Zu erledigen –
1) Fasse die Meldung zur Schweizer Konjunktur in zwei Sätzen zusammen.
2) Schreibe den Abschnitt der Meldung zur Schweizer Konjunktur neu, der mit den Worten „16.12.2008, Bern. Konjunkturtendenzen“ beginnt und mit „Arbeitslosigkeit zu rechnen.“ endet, und setze dabei „Wirtschaftskrise“ anstelle von „Rezession“ ein.

Auswahl –

Schweizer Konjunktur im weltwirtschaftlichen Abwärtssog

16.12.2008, Bern. Konjunkturtendenzen und Prognosen der Expertengruppe Konjunkturprognosen des Bundes - Winter 2008/2009*. Angesichts des stark verschlechterten weltwirtschaftlichen Umfelds muss auch für die Schweiz mit einer Rezession gerechnet werden. Die Expertengruppe des Bundes prognostiziert für 2009 einen Rückgang der Wirtschaftsleistung um -0,8%, gefolgt von einer eher bescheidenen Erholung 2010 (+1,0%). Infolge des ausgeprägten Konjunkturabschwungs ist für 2009 und 2010 mit einer deutlich steigenden Arbeitslosigkeit zu rechnen.

(Sammlungseinträge)
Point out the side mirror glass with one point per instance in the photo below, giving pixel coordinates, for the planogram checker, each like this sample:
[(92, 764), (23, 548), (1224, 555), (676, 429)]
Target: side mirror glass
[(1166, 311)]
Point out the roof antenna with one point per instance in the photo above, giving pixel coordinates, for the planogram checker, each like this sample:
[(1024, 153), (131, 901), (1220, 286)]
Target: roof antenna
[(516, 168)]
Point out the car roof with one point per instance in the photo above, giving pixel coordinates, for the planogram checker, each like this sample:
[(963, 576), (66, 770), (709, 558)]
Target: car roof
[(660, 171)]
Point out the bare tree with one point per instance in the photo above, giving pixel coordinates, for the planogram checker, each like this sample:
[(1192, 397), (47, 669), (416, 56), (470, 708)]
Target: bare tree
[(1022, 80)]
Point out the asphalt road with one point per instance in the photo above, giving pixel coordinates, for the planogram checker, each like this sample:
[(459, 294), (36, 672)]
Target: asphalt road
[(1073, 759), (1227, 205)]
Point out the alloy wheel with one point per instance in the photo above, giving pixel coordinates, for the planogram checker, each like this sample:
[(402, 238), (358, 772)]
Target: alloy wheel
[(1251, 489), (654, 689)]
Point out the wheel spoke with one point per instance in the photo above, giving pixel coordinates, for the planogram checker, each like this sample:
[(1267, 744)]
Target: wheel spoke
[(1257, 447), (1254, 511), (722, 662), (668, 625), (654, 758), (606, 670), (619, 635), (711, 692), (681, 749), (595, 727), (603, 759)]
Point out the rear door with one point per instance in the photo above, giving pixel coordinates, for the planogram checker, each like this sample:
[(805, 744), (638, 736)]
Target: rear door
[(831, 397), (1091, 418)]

Antworten –
1) Die Expertengruppe des Bundes rechnet wegen des stark verschlechterten weltwirtschaftlichen Umfelds auch für die Schweiz mit einer Rezession und prognostiziert für 2009 einen Rückgang der Wirtschaftsleistung um 0,8 %, gefolgt von einer eher bescheidenen Erholung 2010 (+1,0 %). Infolge des ausgeprägten Konjunkturabschwungs ist für 2009 und 2010 mit einer deutlich steigenden Arbeitslosigkeit zu rechnen.

2)
16.12.2008, Bern. Konjunkturtendenzen und Prognosen der Expertengruppe Konjunkturprognosen des Bundes - Winter 2008/2009*. Angesichts des stark verschlechterten weltwirtschaftlichen Umfelds muss auch für die Schweiz mit einer Wirtschaftskrise gerechnet werden. Die Expertengruppe des Bundes prognostiziert für 2009 einen Rückgang der Wirtschaftsleistung um -0,8%, gefolgt von einer eher bescheidenen Erholung 2010 (+1,0%). Infolge des ausgeprägten Konjunkturabschwungs ist für 2009 und 2010 mit einer deutlich steigenden Arbeitslosigkeit zu rechnen.